**Problem A**
In the passage on graphene-based fuel cell catalysts below, list the three properties given as reasons graphene could be an ideal support material for fuel cells.
**Problem B**
According to the passage on graphene-based fuel cell catalysts below, what is the only by-product of the reaction in hydrogen fuel cells?
**Problem C**
Write the next part of the passage on graphene-based fuel cell catalysts below, starting after its last sentence.

**Given text**
________
In the study, published in the journal Nanoscale, scientists produced graphene via a special, scalable technique and used it to develop hydrogen fuel cell catalysts. The research team, involving scientists from Queen Mary University of London and University College London (UCL), showed that this new type of graphene-based catalyst was more durable than commercially available catalysts and matched their performance.
Hydrogen fuel cells convert chemical energy into electrical power by combining hydrogen and oxygen with the aid of catalysts. As the only by-product of the reaction is water, they provide an efficient and environmentally friendly power source.
Platinum is the most widely used catalyst for these fuel cells, but its high cost is a big problem for the commercialisation of hydrogen fuel cells. To address this issue, commercial catalysts are typically made by decorating tiny nanoparticles of platinum onto a cheaper carbon support, however the poor durability of the material greatly reduces the lifetime of current fuel cells.
Previous research has suggested graphene could be an ideal support material for fuel cells due to its corrosion resistance, high surface area and high conductivity. However, the graphene used in the majority of experiments to-date contains many defects, meaning that the predicted improved resistance has not yet been achieved.
The technique described in the study produces high-quality graphene decorated with platinum nanoparticles in a one-pot synthesis. This process could be scaled up for mass production, opening up the use of graphene-based catalysts for widespread energy applications.
Professor Dan Brett, Professor of Electrochemical Engineering at UCL, said: "Satisfying global energy demands without damaging the environment is one of the great modern challenges. Hydrogen fuel cells can provide cleaner energy and are already used in some cars as an alternative to petrol or diesel. However, a big barrier to their widespread commercialisation is the ability for catalysts to withstand extensive cycling required for their use in energy applications. We've shown that by using graphene instead of the typical amorphous carbon as a support material we can create ultra-durable catalysts."
The researchers confirmed the durability of the graphene-based catalyst using a type of test based on those recommended by the US Department of Energy (DoE), known as accelerated stress tests. Accelerated stress tests deliberately stress the catalyst rapidly over many cycles in a short space of time, allowing scientists to assess the stability of new materials without having to use them in an operational fuel cell over a period of months or years.
________
**Record extracts**
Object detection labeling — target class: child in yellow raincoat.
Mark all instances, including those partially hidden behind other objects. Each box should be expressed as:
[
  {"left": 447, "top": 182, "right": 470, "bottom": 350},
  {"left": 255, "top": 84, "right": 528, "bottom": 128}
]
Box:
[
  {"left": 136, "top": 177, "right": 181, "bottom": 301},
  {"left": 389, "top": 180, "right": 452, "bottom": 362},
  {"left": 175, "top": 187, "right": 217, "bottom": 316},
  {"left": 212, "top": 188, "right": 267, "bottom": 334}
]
________
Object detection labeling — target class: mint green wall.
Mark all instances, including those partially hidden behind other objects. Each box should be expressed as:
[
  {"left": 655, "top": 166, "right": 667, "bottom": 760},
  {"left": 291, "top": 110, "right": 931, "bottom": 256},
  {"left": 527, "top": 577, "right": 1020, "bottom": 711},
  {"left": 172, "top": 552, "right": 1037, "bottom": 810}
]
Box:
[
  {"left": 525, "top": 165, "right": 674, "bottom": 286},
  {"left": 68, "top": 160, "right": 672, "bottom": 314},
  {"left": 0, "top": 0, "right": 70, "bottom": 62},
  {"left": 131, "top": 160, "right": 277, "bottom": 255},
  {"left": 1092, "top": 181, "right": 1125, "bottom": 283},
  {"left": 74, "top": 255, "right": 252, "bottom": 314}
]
________
**Response A**
corrosion resistance
high surface area
high conductivity

**Response B**
Water.

**Response C**
Using these tests, the scientists showed that loss in activity over the same testing period was around 30 per cent lower in the newly developed graphene-based catalyst, compared with commercial catalysts.
Gyen Ming Angel, PhD student and lead author of the study, from UCL, said: "The DoE sets tests and targets for fuel cell durability, with one accelerated stress test to simulate normal operating conditions and one to simulate the high voltages experienced when starting up and shutting down the fuel cell. Most research studies in the graphene space only evaluate using one of the recommended tests. However, since we have high-quality graphene in our material, we have managed to achieve high durability in both tests and under long testing periods, which is important for the future commercialisation of these materials. We look forward to incorporating our new catalyst into commercial technology and realising the advantages of longer-life fuel cells."
Graphene is made from a single layer of carbon atoms arranged in a hexagonal lattice. Despite its relatively simple structure, graphene is thought to have remarkable properties including high electrical conductivity, high transparency and high flexibility.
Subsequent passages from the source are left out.